### PROMPT
Render the listing below as a Markdown table with the columns "Row" and "Line", giving each nonblank line its own numbered row. Leave the pictures out.

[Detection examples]
## START

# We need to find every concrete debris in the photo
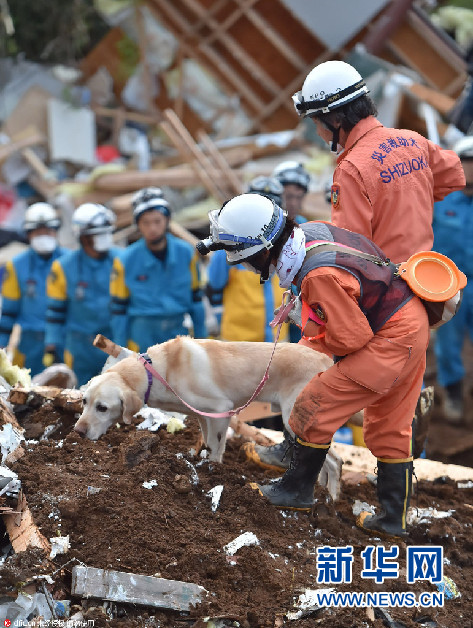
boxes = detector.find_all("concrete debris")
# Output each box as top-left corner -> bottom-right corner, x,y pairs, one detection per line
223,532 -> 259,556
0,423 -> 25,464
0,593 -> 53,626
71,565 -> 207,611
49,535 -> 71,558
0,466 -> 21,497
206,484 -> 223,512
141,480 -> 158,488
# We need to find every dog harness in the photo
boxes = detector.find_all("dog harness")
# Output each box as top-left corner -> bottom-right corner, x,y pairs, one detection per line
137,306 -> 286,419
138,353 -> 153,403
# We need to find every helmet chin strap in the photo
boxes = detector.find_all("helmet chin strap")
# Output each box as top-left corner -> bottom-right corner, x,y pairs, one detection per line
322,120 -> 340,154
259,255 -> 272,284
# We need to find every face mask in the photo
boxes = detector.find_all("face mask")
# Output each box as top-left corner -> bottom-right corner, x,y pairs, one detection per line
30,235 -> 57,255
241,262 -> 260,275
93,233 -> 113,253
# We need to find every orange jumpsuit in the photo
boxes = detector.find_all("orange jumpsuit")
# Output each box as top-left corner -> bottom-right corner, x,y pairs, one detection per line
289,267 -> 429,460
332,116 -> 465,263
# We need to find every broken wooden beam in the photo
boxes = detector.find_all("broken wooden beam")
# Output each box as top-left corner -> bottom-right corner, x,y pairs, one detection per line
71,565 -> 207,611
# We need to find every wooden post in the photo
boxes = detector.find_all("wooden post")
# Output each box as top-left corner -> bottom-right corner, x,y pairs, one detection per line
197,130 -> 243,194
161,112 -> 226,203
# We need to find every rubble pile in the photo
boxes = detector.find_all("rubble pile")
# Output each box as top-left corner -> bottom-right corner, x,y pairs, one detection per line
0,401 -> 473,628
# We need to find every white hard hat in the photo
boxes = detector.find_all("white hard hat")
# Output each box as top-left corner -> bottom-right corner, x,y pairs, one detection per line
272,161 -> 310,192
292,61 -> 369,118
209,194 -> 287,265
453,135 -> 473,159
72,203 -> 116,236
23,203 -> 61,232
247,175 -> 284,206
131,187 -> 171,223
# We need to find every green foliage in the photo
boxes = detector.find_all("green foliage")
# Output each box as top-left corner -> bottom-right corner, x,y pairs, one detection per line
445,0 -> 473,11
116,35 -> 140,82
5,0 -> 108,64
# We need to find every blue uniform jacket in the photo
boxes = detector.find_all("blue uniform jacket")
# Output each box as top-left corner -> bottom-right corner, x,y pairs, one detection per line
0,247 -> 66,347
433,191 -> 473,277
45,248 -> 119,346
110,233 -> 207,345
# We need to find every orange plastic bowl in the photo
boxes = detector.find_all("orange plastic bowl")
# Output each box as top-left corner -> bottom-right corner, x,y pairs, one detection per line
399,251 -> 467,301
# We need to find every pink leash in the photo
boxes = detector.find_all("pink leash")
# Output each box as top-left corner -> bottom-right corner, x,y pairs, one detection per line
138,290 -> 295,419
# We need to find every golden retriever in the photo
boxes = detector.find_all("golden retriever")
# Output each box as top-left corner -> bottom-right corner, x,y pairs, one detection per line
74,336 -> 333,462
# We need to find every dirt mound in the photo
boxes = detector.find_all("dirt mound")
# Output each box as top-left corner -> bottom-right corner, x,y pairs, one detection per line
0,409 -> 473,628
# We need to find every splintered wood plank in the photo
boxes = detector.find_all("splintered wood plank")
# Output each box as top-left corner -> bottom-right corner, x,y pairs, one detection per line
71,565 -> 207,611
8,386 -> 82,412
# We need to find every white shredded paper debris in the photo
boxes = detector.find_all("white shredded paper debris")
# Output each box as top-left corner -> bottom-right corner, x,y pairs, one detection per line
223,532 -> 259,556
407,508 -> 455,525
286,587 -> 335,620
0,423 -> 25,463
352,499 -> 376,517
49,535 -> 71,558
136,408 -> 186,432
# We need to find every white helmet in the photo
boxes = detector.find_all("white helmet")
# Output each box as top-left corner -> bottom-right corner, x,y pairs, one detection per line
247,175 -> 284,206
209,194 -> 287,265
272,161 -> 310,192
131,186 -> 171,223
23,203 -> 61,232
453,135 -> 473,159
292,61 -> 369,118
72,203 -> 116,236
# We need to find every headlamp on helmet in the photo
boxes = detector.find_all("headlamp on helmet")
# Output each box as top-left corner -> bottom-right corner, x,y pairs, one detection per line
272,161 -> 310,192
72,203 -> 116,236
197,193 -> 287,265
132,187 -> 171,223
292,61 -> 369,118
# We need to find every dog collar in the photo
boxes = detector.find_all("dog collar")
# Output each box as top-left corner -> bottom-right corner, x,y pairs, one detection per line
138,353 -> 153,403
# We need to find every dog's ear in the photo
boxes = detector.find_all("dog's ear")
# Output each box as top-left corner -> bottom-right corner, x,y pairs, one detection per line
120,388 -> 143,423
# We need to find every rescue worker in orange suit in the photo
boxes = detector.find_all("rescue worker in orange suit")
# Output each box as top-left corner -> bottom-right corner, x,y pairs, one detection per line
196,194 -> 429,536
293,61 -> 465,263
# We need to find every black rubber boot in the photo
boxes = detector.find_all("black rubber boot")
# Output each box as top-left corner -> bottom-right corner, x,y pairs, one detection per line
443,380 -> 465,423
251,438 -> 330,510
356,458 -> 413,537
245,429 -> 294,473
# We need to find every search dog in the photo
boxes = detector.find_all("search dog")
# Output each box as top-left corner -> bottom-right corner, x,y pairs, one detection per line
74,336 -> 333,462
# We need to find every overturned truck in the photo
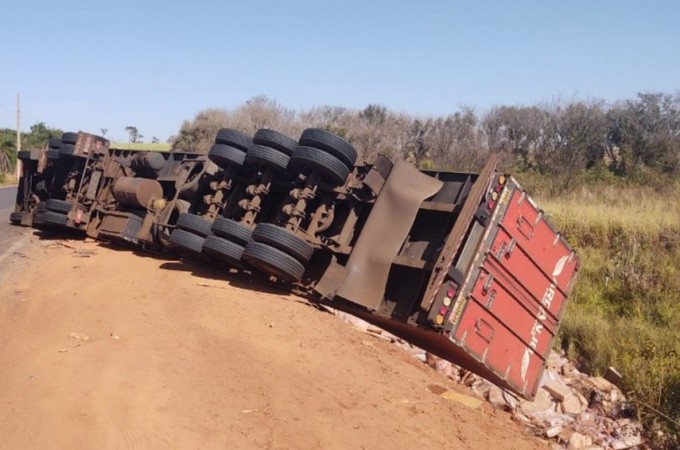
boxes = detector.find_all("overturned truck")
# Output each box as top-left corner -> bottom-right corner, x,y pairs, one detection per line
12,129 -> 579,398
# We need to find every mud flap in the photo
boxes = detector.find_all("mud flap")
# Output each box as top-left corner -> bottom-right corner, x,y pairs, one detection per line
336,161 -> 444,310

## END

### SOLUTION FOR THIS PROBLEM
| Row | Line |
|---|---|
| 1 | # We need to find every concrete debris in the photo |
| 2 | boxes = detector.find_all("concrete debris") |
| 3 | # Output each box as top-left corner -> bottom-right corner, x,y pairs, one detection per line |
| 4 | 223,532 -> 259,556 |
| 5 | 0,423 -> 25,464 |
| 6 | 0,593 -> 53,626 |
| 7 | 71,565 -> 207,611 |
| 8 | 49,535 -> 71,558 |
| 9 | 0,466 -> 21,497 |
| 10 | 206,484 -> 223,512 |
| 11 | 141,480 -> 158,488 |
| 12 | # We need to find every dog harness in the photo |
| 13 | boxes = detector.find_all("dog harness") |
| 14 | # Output each box as top-left corner -> bottom-right corner, x,y pairs, one detection per line |
| 15 | 137,306 -> 286,419 |
| 16 | 138,353 -> 153,403 |
| 17 | # We need to find every helmet chin strap in the photo |
| 18 | boxes = detector.find_all("helmet chin strap") |
| 19 | # Output each box as top-left corner -> bottom-right corner, x,y pairs, one detection per line |
| 20 | 322,120 -> 340,154 |
| 21 | 259,255 -> 272,284 |
| 22 | # We need to find every face mask in the photo |
| 23 | boxes = detector.find_all("face mask") |
| 24 | # Output each box as top-left corner -> bottom-right corner, x,y pairs, one detection per line |
| 25 | 30,235 -> 57,255 |
| 26 | 241,262 -> 260,275 |
| 27 | 93,233 -> 113,253 |
| 28 | # We need to find every orange jumpsuit in the photo |
| 29 | boxes = detector.find_all("orange jumpsuit") |
| 30 | # Output each box as top-left corner -> bottom-right corner, x,y pairs, one detection per line |
| 31 | 289,267 -> 429,460 |
| 32 | 332,116 -> 465,263 |
| 33 | # We need to find every broken wooden beam in the photo |
| 34 | boxes = detector.find_all("broken wooden beam") |
| 35 | # Output each box as top-left corner -> bottom-right corner, x,y pairs, one detection per line |
| 36 | 71,565 -> 207,611 |
| 37 | # We need to find every wooden post in the photo |
| 38 | boxes = detector.find_all("wooden post") |
| 39 | # Output each box as top-left corner -> bottom-right corner, x,y pairs, one detection per line |
| 40 | 197,130 -> 243,194 |
| 41 | 161,112 -> 226,203 |
| 42 | # We need to find every rubble pile in the photo |
| 43 | boxes = detector.find_all("rubble pile") |
| 44 | # Output each box as top-left corner -> bottom-right corner, x,y pairs, one detection per line |
| 45 | 0,401 -> 473,628 |
| 46 | # We need to find every white hard hat in the photo |
| 47 | boxes = detector.find_all("white hard hat") |
| 48 | # Output each box as top-left corner -> bottom-right corner, x,y pairs, one detection per line |
| 49 | 272,161 -> 310,192 |
| 50 | 292,61 -> 369,118 |
| 51 | 209,194 -> 287,265 |
| 52 | 453,135 -> 473,159 |
| 53 | 72,203 -> 116,236 |
| 54 | 23,203 -> 61,232 |
| 55 | 247,175 -> 284,206 |
| 56 | 131,187 -> 171,223 |
| 57 | # We need to find every green foliage in the photo |
| 58 | boxes = detector.find_all("green foliage") |
| 59 | # Output each box as top-left corner -> bottom-right corner, x,y pairs, one detection per line |
| 60 | 445,0 -> 473,11 |
| 61 | 116,35 -> 140,82 |
| 62 | 5,0 -> 108,64 |
| 63 | # We need to find every blue uniform jacket in the photo |
| 64 | boxes = detector.find_all("blue uniform jacket") |
| 65 | # Output each box as top-left corner -> bottom-right corner, x,y pairs, one detection per line |
| 66 | 0,247 -> 66,347 |
| 67 | 433,191 -> 473,277 |
| 68 | 45,248 -> 119,346 |
| 69 | 110,233 -> 207,345 |
| 70 | # We need to find every orange plastic bowl in the photo |
| 71 | boxes = detector.find_all("orange plastic bowl") |
| 72 | # Output each box as top-left corner -> bottom-right corner, x,y pairs, one detection per line |
| 73 | 399,251 -> 467,301 |
| 74 | # We need to find every pink leash in the photo |
| 75 | boxes = detector.find_all("pink leash") |
| 76 | # Output each box as top-left corner -> bottom-right corner, x,y pairs, one detection per line |
| 77 | 138,290 -> 295,419 |
| 78 | # We need to find every golden retriever in the photo |
| 79 | boxes = detector.find_all("golden retriever") |
| 80 | # Output each box as top-left corner -> bottom-right corner, x,y pairs, one detection per line |
| 81 | 74,336 -> 333,462 |
| 82 | # We need to find every dirt mound in the photo |
| 83 | boxes = detector.find_all("dirt mound") |
| 84 | # Output each box as top-left corner -> bottom-right corner, x,y pairs, one detection per line |
| 85 | 0,409 -> 473,628 |
| 86 | # We need to find every splintered wood plank in the photo |
| 87 | boxes = detector.find_all("splintered wood plank") |
| 88 | # Output each box as top-left corner -> bottom-right corner, x,y pairs, one detection per line |
| 89 | 71,565 -> 207,611 |
| 90 | 8,386 -> 82,412 |
| 91 | # We need to find every white shredded paper debris in the photo |
| 92 | boxes = detector.find_all("white shredded paper debris") |
| 93 | # Output each box as top-left corner -> bottom-right corner, x,y pairs, one detection per line |
| 94 | 223,532 -> 259,556 |
| 95 | 407,508 -> 455,525 |
| 96 | 286,587 -> 335,620 |
| 97 | 0,423 -> 25,463 |
| 98 | 352,499 -> 376,517 |
| 99 | 49,535 -> 71,558 |
| 100 | 136,408 -> 186,432 |
| 101 | # We need to find every white helmet in the photo |
| 102 | boxes = detector.find_all("white helmet") |
| 103 | # Output each box as top-left corner -> bottom-right corner, x,y pairs, one detection per line |
| 104 | 247,175 -> 284,206 |
| 105 | 209,194 -> 287,265 |
| 106 | 272,161 -> 310,192 |
| 107 | 131,186 -> 171,223 |
| 108 | 23,203 -> 61,232 |
| 109 | 453,135 -> 473,159 |
| 110 | 292,61 -> 369,118 |
| 111 | 72,203 -> 116,236 |
| 112 | # We need to find every headlamp on helmet in the photo |
| 113 | boxes = detector.find_all("headlamp on helmet") |
| 114 | # Output each box as top-left corner -> bottom-right corner, x,y pairs, one detection per line |
| 115 | 272,161 -> 310,192 |
| 116 | 72,203 -> 116,236 |
| 117 | 197,193 -> 287,265 |
| 118 | 132,187 -> 171,223 |
| 119 | 292,61 -> 369,118 |
| 120 | # We need to find every dog collar in the photo |
| 121 | boxes = detector.find_all("dog collar") |
| 122 | # Output each box as top-left corner -> bottom-right corner, x,y pairs, one detection per line |
| 123 | 138,353 -> 153,403 |
| 124 | # We need to find every dog's ear in the photo |
| 125 | boxes = detector.find_all("dog's ear") |
| 126 | # Output each box as top-left corner -> bottom-right corner, x,y pairs, one detection per line |
| 127 | 120,388 -> 143,423 |
| 128 | # We need to find every rescue worker in orange suit in the photo |
| 129 | boxes = detector.find_all("rescue worker in orange suit") |
| 130 | # Output each box as top-left corner -> bottom-right corner, x,y pairs, one detection per line |
| 131 | 196,194 -> 429,536 |
| 132 | 293,61 -> 465,263 |
| 133 | # We need to find every black rubber boot in the photo |
| 134 | boxes = detector.find_all("black rubber boot") |
| 135 | # Output each box as top-left corner -> bottom-right corner, x,y pairs, one detection per line |
| 136 | 443,380 -> 465,423 |
| 137 | 251,438 -> 330,510 |
| 138 | 356,458 -> 413,537 |
| 139 | 245,429 -> 294,473 |
| 140 | # We need to find every search dog in the photo |
| 141 | boxes = detector.find_all("search dog") |
| 142 | # Output each box as top-left corner -> bottom-right corner, x,y pairs, one detection per line |
| 143 | 74,336 -> 333,462 |
| 144 | # We need to find every overturned truck in the photo |
| 145 | boxes = detector.find_all("overturned truck") |
| 146 | # Output each box as top-left corner -> bottom-right corner, x,y pairs, one detection per line |
| 147 | 12,129 -> 579,398 |
| 148 | # We need to find every mud flap in the photo |
| 149 | boxes = detector.find_all("mud flap") |
| 150 | # Output each box as top-left corner -> bottom-right corner, x,y pairs, one detection per line |
| 151 | 336,161 -> 444,310 |